EXTRACTED TEXT:
· · · ·

Working with other agencies and departments, I often saw too much reliance on hope that things would go well, rather than engineering for resilience. We work from a position of resilience and scalability first, and then expand from there.
Because I’ve had to look after systems long-term, my starting point is always: what is this going to look like in three, four, five, or six years? That’s probably one of the reasons we’ve enjoyed such long relationships with clients. When we build something, we think about how it could evolve. What will they want next? How might this feature logically expand?
Sometimes that means we potentially over-engineer. But nine times out of ten, that pays dividends. Clients often return and ask for enhancements, and we can say, “That’s fine—here’s how we extend it,” because we already anticipated it.
We don’t just deliver to a specification. We try to deliver a solution, and think about what it should do next and how it might be reused elsewhere. Long-term maintainability and making considered choices on platforms and technology stacks are critical.
It’s baked into how we work because I’ve lived through maintaining these systems.
TDT[5]: Was that mindset what motivated the foundation of Adaptive? What gap were you trying to address in the market?
Dan Frost: When we first set out, we were building classified-style platforms, similar to what later became Rightmove or AutoTrader. That was the original intention when I left the Daily Mail.
We then had a decision to make: do we pursue those relatively high-risk platform ventures, or do we become an agency?

· · · ·

WORK INSTRUCTIONS:
[a] In the interview, which employer had Dan Frost left when he first set out to build classified-style platforms?
[b] Reproduce word for word the part of the interview that begins at the words "Sometimes that means" and stops after "the Daily Mail.".
These rows come from a separate source.

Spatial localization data
· · · ·

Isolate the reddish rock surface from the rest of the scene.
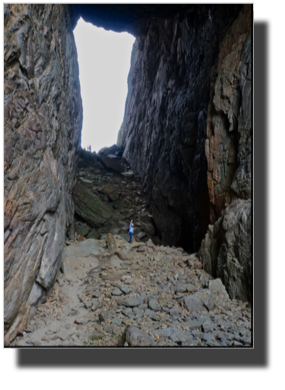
[4,4,82,344]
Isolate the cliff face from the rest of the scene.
[4,4,82,343]
[121,5,251,300]
[4,4,251,344]
[199,7,252,301]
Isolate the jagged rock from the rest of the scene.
[98,145,124,157]
[126,326,152,347]
[72,181,113,228]
[199,199,251,302]
[4,4,82,344]
[4,4,248,345]
[98,184,119,202]
[106,233,117,249]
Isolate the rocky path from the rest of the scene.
[11,234,251,347]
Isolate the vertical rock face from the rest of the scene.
[120,5,251,300]
[200,6,252,301]
[4,4,82,343]
[118,6,243,250]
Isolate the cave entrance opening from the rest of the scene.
[73,18,135,152]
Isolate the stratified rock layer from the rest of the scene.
[4,4,251,345]
[4,4,82,344]
[120,5,252,300]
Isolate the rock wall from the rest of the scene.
[199,6,252,302]
[4,4,251,345]
[4,4,82,344]
[120,5,251,300]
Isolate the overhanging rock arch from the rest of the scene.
[4,4,251,345]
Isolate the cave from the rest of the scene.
[4,4,252,344]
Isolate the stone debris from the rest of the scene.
[11,233,251,348]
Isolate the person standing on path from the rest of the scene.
[129,221,134,244]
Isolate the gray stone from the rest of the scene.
[148,299,160,311]
[122,308,134,317]
[64,238,102,257]
[202,319,214,333]
[176,283,188,293]
[183,294,204,313]
[121,286,131,294]
[120,297,143,307]
[112,288,122,296]
[169,307,181,320]
[126,326,152,347]
[99,310,111,322]
[112,316,122,325]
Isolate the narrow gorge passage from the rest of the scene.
[3,3,250,347]
[11,150,251,347]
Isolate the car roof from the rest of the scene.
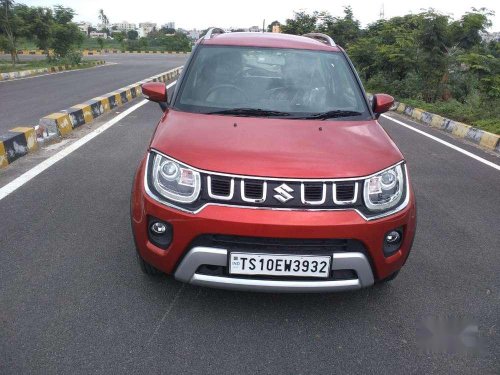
[199,32,340,51]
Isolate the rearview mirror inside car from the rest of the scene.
[373,94,394,118]
[142,82,168,110]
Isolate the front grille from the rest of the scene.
[304,183,326,202]
[209,176,232,197]
[244,181,264,199]
[205,174,362,209]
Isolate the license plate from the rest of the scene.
[229,253,331,278]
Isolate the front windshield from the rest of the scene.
[175,46,369,119]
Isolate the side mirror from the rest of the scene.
[142,82,168,110]
[373,94,394,118]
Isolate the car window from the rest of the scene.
[175,46,367,118]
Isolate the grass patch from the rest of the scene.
[365,85,500,135]
[0,60,99,73]
[399,99,500,135]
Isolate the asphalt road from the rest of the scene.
[0,98,500,374]
[0,54,186,134]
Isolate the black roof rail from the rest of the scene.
[203,27,225,39]
[302,33,336,47]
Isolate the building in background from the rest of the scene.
[90,31,108,39]
[111,21,137,32]
[137,22,156,38]
[161,22,175,30]
[76,22,92,35]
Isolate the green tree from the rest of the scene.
[51,5,83,58]
[0,0,19,66]
[320,6,361,47]
[97,37,104,49]
[127,30,139,40]
[16,5,54,56]
[97,9,109,36]
[281,11,321,35]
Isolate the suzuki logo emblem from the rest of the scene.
[274,184,293,203]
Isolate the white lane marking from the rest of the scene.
[0,81,177,201]
[0,62,118,83]
[382,115,500,171]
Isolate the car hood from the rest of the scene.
[151,110,403,178]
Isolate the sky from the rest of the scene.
[20,0,500,31]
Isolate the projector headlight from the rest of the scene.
[151,152,201,203]
[363,164,406,212]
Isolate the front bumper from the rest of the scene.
[175,247,374,293]
[131,157,416,292]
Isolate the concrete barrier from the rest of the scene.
[0,126,38,167]
[0,66,183,167]
[0,60,106,81]
[394,103,500,153]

· · · ·

TASK-BY-TASK OUTPUTS:
[a] The Daily Mail.

[b]
Sometimes that means we potentially over-engineer. But nine times out of ten, that pays dividends. Clients often return and ask for enhancements, and we can say, “That’s fine—here’s how we extend it,” because we already anticipated it.
We don’t just deliver to a specification. We try to deliver a solution, and think about what it should do next and how it might be reused elsewhere. Long-term maintainability and making considered choices on platforms and technology stacks are critical.
It’s baked into how we work because I’ve lived through maintaining these systems.
TDT[5]: Was that mindset what motivated the foundation of Adaptive? What gap were you trying to address in the market?
Dan Frost: When we first set out, we were building classified-style platforms, similar to what later became Rightmove or AutoTrader. That was the original intention when I left the Daily Mail.